▸ Selected excerpt:
My teammate Ashiq and I were returning from Cox’s Bazar on an 8pm coach. The coach was fabulously decorated with comfortable seats and the Cox’s Bazar-Dhaka ticket cost us Tk2,000 each.
Our Cox’s Bazar-Chittagong journey was quite smooth, and the driver drove the bus quite sensibly; in fact, he had nothing else to do but be sensible.
However, when we crossed Chittagong on the Dhaka-Chittagong road, the driver went crazy, driving recklessly, scaring the passengers. Some of us wanted to alert him about his recklessness, but didn’t want to make him angry.
When our night-time coach reached Comilla, we couldn’t resist ourselves. A few among us approached the supervisor and told him to brief the driver to drive carefully. Otherwise, we warned, we would inform the law enforcers.
The driver seemed to listen at that point. The rest of our journey was a little safe, as he was going under 100km/h.
I wish I could describe how scared-to-death we were on that bus. I inquired about his reckless driving and the supervisor informed us that they needed to enter Dhaka city by six in the morning. If they could enter Dhaka by that time, the bus could go up to its Kalabagan stand but if they failed to enter the city by that time, they’d have to end the journey at Fakirapul.
It’s not only a single journey, but most of my bus journeys have given me the same experience of fear. When I look back in time, I only thank God that I had survived all those journeys. I remember a decade ago, my family and I were coming from Chittagong on a coach.
I requested the driver to drive carefully and slowly. The driver got so angry with me that he amped up his recklessness. After that experience, I usually don’t request any driver to drive safely. I leave my safety to God.
But is that a healthy and sensible thing to do? If we count the number of citizens dying due to this reckless driving across the country, the picture would be a horrific one.
These deaths are preventable if we only apply our existing laws. These deaths are preventable if we only increase our own personal integrity a little bit. These deaths are preventable if we run honest investigations when these incidents occur and disclose the reports
A newspaper reported on February 15, quoting a government-supervised survey, that on average, 64 people die every day from injuries suffered in traffic accidents.

▸ Directive A:
Copy the part of the bus journey account from "Our Cox’s Bazar-Chittagong" to "the law enforcers." word for word.

▸ Source data:
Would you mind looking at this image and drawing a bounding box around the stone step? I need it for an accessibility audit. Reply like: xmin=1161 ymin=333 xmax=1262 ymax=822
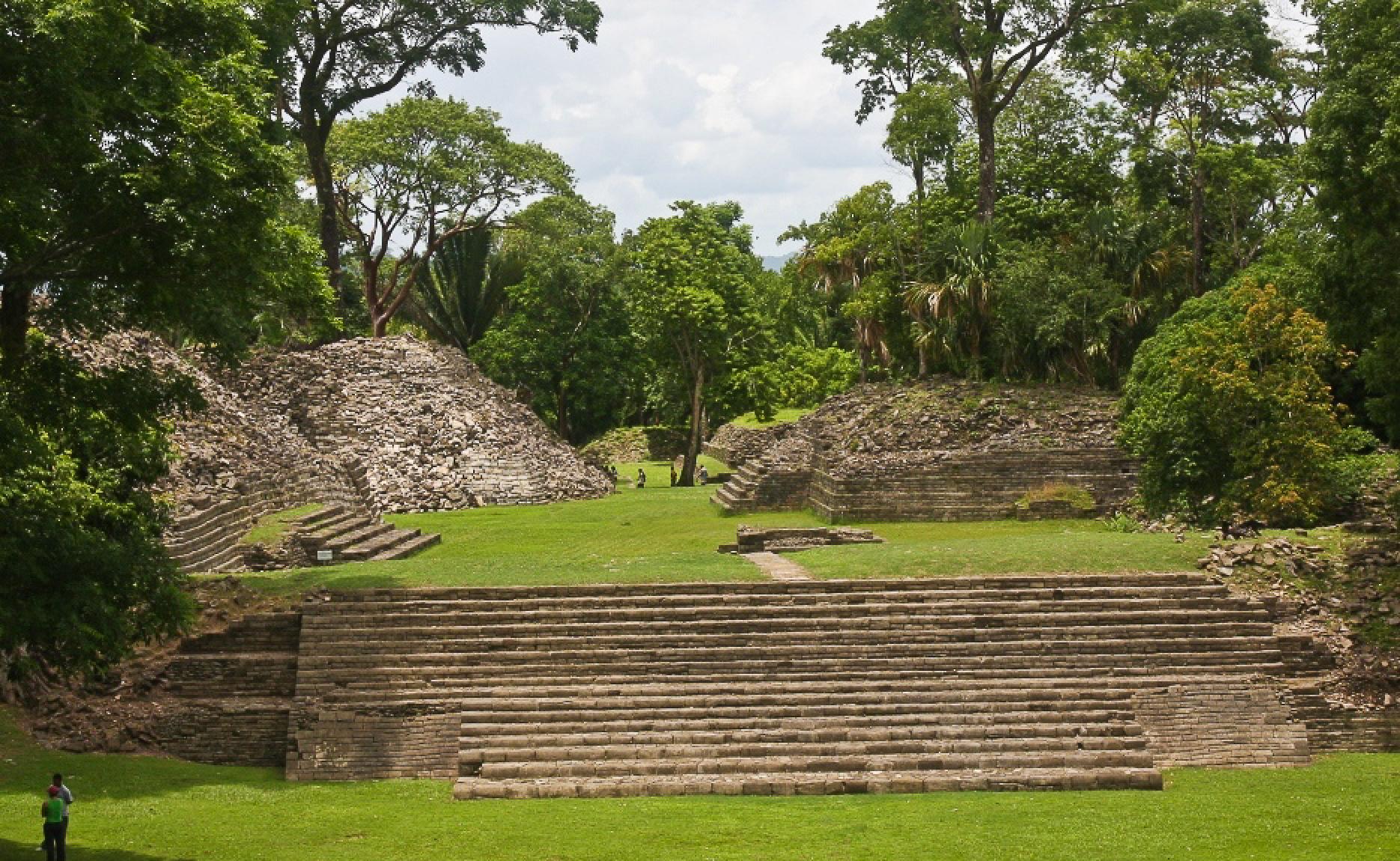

* * *

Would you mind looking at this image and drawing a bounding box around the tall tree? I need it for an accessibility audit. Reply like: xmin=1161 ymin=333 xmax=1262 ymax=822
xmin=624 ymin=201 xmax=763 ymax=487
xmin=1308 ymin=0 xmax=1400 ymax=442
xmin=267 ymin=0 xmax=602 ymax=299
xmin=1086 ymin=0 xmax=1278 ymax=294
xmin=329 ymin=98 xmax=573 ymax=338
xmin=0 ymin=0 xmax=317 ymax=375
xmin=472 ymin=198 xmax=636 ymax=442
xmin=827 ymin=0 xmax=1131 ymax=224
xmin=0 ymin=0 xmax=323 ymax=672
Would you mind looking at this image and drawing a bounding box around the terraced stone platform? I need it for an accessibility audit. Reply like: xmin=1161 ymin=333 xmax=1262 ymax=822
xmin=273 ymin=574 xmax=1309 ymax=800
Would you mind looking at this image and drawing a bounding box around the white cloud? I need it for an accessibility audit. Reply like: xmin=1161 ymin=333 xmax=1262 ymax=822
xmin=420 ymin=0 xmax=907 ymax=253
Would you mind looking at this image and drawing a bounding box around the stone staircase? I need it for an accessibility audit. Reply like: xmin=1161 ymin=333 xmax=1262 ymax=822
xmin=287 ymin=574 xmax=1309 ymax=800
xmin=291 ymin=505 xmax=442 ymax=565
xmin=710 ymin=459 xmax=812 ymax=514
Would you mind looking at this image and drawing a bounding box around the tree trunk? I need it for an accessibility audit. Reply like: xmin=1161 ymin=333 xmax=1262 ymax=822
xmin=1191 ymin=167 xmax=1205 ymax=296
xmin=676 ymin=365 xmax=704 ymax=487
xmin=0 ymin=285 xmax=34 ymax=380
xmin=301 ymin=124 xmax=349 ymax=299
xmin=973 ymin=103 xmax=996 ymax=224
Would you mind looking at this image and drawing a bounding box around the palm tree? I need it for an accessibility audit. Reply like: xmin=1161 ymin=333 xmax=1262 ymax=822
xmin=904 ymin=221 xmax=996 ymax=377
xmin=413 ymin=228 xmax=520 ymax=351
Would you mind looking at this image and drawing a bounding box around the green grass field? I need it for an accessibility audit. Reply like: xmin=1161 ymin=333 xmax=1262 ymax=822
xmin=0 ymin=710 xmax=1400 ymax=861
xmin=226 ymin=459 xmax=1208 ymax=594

==

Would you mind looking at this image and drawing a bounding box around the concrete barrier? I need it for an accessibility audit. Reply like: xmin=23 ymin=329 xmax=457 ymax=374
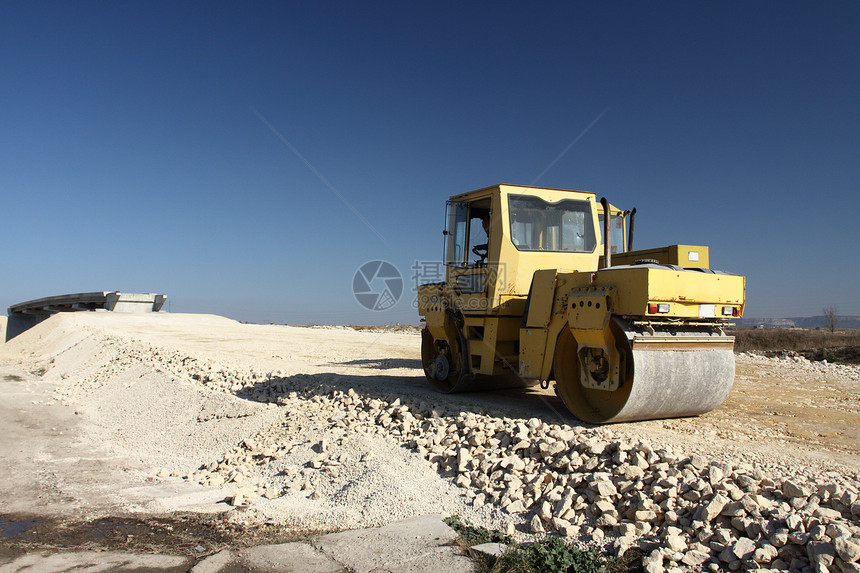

▸ Directive B:
Give the records from the line with "the stone staircase?" to the line with "xmin=226 ymin=459 xmax=1208 ymax=594" as a numbered list, leaving out any blank lines.

▸ Worked answer A:
Our Cox’s Bazar-Chittagong journey was quite smooth, and the driver drove the bus quite sensibly; in fact, he had nothing else to do but be sensible.
However, when we crossed Chittagong on the Dhaka-Chittagong road, the driver went crazy, driving recklessly, scaring the passengers. Some of us wanted to alert him about his recklessness, but didn’t want to make him angry.
When our night-time coach reached Comilla, we couldn’t resist ourselves. A few among us approached the supervisor and told him to brief the driver to drive carefully. Otherwise, we warned, we would inform the law enforcers.

▸ Worked answer B:
1. Would you mind looking at this image and drawing a bounding box around the stone staircase? I need it for an accessibility audit. Reply like: xmin=1161 ymin=333 xmax=1262 ymax=822
2. xmin=287 ymin=574 xmax=1309 ymax=800
3. xmin=291 ymin=505 xmax=442 ymax=565
4. xmin=710 ymin=459 xmax=812 ymax=514
5. Would you mind looking at this image and drawing a bounding box around the tree trunk? I need it for an accessibility audit. Reply like: xmin=1161 ymin=333 xmax=1262 ymax=822
6. xmin=1191 ymin=167 xmax=1205 ymax=296
7. xmin=676 ymin=365 xmax=704 ymax=487
8. xmin=0 ymin=285 xmax=34 ymax=380
9. xmin=301 ymin=124 xmax=349 ymax=299
10. xmin=973 ymin=103 xmax=996 ymax=224
11. Would you mind looking at this image and drawing a bounding box around the palm tree? I need it for an accessibility audit. Reply like: xmin=1161 ymin=333 xmax=1262 ymax=822
12. xmin=904 ymin=221 xmax=996 ymax=377
13. xmin=413 ymin=228 xmax=520 ymax=351
14. Would you mind looking at this image and drawing a bounding box around the green grass field? I need it for an accessibility audit. Reply like: xmin=1161 ymin=333 xmax=1262 ymax=822
15. xmin=0 ymin=710 xmax=1400 ymax=861
16. xmin=226 ymin=459 xmax=1208 ymax=594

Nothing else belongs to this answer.